[Задание 1]
Изложите содержание текста для чтения в двух предложениях.
[Задание 2]
Перепишите дословно фрагмент текста для чтения, начиная со слов «Через четыре дня» и заканчивая словами «день кого-то убивало...».

Поступил приказ перевести артиллеристов в стрелковые подразделения.
Измученные, голодные люди обороняли занимаемый рубеж до последнего дыхания. Раненые, перевязанные обрывками белья, не уходили в тыл, ведя бой до последнего патрона. Я не помню ни одного случая добровольной сдачи в плен, несмотря на немецкие листовки с обещаниями прекрасной жизни.
Через четыре дня был получен приказ взорвать орудия и двигаться в район сосредоточения к Мясному Бору. Здесь скопилась масса людей, лишенных возможности как-либо действовать из— за непрерывных бомбежек и полной незащищенности. Из-за голода на это не было и сил. Мы, несколько командиров, заняли позицию вокруг толстой осины. Каждому — ячейка между корней, головой к дереву, и каждый день кого-то убивало...

[Данные для привязки референциальных выражений]
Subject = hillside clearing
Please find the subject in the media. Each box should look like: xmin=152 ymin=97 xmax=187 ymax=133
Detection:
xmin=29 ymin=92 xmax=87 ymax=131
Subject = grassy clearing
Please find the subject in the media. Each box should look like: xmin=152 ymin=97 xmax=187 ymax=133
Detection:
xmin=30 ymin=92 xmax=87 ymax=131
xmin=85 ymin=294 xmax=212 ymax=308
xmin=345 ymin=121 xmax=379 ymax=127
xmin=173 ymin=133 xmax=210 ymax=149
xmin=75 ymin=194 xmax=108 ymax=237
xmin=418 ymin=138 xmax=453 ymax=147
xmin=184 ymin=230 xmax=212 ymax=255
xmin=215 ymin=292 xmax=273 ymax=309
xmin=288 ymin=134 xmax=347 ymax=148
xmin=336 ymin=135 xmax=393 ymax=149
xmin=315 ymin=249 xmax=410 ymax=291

[Итоговый ответ 1]
Артиллеристов перевели в стрелковые подразделения, и измученные, голодные люди, в том числе раненые, обороняли рубеж до последнего патрона, не сдаваясь в плен. Через четыре дня пришел приказ взорвать орудия и двигаться к Мясному Бору, где под непрерывными бомбежками скопилась масса беззащитных людей и каждый день кого-то убивало.

[Итоговый ответ 2]
Через четыре дня был получен приказ взорвать орудия и двигаться в район сосредоточения к Мясному Бору. Здесь скопилась масса людей, лишенных возможности как-либо действовать из— за непрерывных бомбежек и полной незащищенности. Из-за голода на это не было и сил. Мы, несколько командиров, заняли позицию вокруг толстой осины. Каждому — ячейка между корней, головой к дереву, и каждый день кого-то убивало...